### RECORDED DATA ###
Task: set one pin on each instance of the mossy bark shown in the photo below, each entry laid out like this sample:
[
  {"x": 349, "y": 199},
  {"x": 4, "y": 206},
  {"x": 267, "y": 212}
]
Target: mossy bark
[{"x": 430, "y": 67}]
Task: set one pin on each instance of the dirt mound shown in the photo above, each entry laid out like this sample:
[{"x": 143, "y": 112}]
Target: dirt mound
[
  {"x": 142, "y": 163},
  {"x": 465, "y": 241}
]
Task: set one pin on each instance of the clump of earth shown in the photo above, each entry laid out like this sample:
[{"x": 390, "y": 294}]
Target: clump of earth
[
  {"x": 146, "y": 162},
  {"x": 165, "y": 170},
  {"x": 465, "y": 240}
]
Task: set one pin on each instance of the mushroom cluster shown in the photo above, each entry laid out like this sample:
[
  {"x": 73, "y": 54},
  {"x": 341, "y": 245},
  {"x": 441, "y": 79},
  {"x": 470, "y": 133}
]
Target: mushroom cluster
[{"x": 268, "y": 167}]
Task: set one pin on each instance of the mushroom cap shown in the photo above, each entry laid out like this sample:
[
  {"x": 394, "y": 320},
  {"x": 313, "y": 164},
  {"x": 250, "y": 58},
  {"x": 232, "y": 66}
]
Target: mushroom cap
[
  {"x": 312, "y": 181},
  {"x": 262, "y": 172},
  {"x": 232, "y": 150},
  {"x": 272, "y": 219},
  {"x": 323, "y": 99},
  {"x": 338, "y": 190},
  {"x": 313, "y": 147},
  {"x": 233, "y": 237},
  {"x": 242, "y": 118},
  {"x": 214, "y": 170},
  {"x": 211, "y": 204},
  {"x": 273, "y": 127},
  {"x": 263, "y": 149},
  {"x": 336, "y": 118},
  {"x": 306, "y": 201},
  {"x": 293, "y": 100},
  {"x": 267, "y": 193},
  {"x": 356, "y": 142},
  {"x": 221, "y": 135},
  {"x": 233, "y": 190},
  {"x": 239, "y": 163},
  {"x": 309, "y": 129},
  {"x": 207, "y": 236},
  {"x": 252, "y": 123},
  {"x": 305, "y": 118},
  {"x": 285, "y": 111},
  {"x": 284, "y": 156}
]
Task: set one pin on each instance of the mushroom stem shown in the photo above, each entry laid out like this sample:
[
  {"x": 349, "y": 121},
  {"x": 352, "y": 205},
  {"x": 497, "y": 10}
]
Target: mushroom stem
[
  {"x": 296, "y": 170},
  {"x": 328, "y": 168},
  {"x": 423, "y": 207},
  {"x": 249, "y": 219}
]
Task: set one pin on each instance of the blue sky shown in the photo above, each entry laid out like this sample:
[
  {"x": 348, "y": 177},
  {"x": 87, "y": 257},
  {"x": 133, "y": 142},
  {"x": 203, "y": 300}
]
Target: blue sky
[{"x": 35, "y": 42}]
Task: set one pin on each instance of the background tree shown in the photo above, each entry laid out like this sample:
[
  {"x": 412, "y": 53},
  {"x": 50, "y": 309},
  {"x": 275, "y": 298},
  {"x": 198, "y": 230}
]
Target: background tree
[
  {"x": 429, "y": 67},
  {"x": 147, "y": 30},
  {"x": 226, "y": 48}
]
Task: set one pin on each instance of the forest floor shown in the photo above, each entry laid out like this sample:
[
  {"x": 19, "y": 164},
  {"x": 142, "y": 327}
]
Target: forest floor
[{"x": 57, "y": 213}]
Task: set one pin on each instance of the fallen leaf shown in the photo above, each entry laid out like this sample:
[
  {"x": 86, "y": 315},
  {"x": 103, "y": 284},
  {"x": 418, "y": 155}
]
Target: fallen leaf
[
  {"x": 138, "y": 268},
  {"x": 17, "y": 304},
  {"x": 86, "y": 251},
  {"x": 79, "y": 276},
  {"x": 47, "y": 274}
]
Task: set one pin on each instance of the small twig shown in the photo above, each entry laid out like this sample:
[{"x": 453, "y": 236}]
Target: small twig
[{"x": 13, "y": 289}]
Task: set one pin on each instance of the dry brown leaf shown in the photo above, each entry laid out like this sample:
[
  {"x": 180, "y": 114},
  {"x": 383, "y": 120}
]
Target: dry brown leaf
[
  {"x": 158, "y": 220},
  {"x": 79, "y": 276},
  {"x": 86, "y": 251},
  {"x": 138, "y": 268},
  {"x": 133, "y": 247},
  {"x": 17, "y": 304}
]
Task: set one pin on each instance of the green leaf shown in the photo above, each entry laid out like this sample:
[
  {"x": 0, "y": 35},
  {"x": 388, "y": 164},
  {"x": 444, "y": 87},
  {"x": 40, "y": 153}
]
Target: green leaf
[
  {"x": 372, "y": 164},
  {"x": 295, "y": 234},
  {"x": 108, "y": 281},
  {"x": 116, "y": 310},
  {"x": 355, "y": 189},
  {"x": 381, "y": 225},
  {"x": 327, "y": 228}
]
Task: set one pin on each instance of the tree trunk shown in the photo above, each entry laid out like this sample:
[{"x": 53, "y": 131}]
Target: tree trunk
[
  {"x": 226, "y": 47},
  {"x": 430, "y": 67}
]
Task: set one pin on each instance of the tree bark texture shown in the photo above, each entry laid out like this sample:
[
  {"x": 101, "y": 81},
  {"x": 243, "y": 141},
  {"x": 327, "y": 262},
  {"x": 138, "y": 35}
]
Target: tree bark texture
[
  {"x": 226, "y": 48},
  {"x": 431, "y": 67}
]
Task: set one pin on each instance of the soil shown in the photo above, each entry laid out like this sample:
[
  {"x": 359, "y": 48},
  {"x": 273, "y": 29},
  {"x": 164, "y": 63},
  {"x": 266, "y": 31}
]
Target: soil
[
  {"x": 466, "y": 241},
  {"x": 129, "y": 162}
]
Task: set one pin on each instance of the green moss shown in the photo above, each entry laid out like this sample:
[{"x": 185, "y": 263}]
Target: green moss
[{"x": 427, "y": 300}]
###
AIM: Reproduce every line from the one containing "Task: set one pin on each instance of the tree trunk" through the end of the records, inclusive, shifting each coordinate in the answers up by 96 and leaving all other lines unchanged.

SOLUTION FOR THIS PROBLEM:
Task: set one pin on each instance of the tree trunk shown in the photo above, each entry laid out like this sample:
[{"x": 53, "y": 131}]
Target: tree trunk
[
  {"x": 322, "y": 143},
  {"x": 526, "y": 163}
]
Task: set one pin on each instance of the tree bark texture shown in the photo above, each entry laid out like this sample:
[
  {"x": 101, "y": 81},
  {"x": 243, "y": 141},
  {"x": 327, "y": 262},
  {"x": 138, "y": 35}
]
Target: tree bark texture
[
  {"x": 322, "y": 144},
  {"x": 527, "y": 163}
]
Task: set one pin on each instance of the soil shown in the photo above, each entry laid out like this sample:
[
  {"x": 359, "y": 48},
  {"x": 273, "y": 29},
  {"x": 164, "y": 63},
  {"x": 266, "y": 31}
]
Target: soil
[
  {"x": 562, "y": 337},
  {"x": 225, "y": 258}
]
Task: set one pin on each instance of the green moss shown in the photo above, each entry laid out like this sample:
[{"x": 185, "y": 263}]
Target: green moss
[{"x": 523, "y": 396}]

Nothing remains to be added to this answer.